Answer these questions from the post below.
(a) How long did the writer spend there that day?
(b) For what book did the writer format submissions?
(c) Where did someone hock loogies and then pee?

* **Passage**

•••

I spent over three hours there to day, three wonderfully Alexless hours. I redlined a manuscript (not mine) and formatted submissions for a new We Are The Kitties book. I was about to open my own work when he arrived, laptop bag in hand, and I sighed as he sat at the table next to me. His special place.

I miss Library Bob. I'd go back there, but I haven't seen him the last few times I tried to work there; I'm sure he's read all the books by now and has moved on to better things.

I need new regulars.


Ya know, the night it gets cold enough to need the heat on is not the night you want to find out the furnace doesn't work...




Um, if you think it's perfectly acceptable to hock not just one but six or seven loogies into the shower stall at the YMCA, and then follow that up by peeing in said stall, you probably shouldn't be out in public.

I'm just sayin'...

•••

Point-per-instance localization data
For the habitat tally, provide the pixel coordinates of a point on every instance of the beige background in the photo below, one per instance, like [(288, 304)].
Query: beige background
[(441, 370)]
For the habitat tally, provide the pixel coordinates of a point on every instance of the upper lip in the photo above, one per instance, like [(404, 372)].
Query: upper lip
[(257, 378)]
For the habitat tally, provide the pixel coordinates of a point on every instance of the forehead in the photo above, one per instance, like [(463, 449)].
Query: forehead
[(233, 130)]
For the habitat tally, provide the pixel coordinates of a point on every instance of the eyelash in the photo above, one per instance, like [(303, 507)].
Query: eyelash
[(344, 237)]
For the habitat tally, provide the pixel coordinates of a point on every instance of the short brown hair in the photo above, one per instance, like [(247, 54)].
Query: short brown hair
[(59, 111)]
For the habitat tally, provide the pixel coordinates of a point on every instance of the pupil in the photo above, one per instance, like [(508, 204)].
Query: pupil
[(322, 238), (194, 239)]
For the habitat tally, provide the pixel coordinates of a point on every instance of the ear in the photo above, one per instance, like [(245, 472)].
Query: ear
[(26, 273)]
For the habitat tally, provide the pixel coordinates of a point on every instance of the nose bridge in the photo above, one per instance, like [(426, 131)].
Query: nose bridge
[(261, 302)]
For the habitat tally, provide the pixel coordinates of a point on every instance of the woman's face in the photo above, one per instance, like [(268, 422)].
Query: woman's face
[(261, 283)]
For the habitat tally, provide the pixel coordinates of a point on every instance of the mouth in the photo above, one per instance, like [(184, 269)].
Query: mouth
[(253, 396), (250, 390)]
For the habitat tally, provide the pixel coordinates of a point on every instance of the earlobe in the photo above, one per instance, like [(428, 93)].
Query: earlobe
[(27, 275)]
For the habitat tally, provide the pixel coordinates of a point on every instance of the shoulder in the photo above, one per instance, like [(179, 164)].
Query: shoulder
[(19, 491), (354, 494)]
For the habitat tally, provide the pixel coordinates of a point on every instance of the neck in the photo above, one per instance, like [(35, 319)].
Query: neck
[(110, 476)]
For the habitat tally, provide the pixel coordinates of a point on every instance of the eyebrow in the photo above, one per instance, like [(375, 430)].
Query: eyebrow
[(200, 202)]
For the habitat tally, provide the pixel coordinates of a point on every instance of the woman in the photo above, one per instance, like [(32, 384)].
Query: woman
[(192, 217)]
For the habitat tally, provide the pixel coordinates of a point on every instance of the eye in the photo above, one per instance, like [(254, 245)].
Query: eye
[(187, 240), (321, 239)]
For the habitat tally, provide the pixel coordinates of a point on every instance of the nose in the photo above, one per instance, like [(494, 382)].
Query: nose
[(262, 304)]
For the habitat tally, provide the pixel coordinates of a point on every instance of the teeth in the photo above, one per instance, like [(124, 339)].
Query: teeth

•••

* **Expected answer**
(a) Over three hours.
(b) A new We Are The Kitties book.
(c) In a shower stall at the YMCA.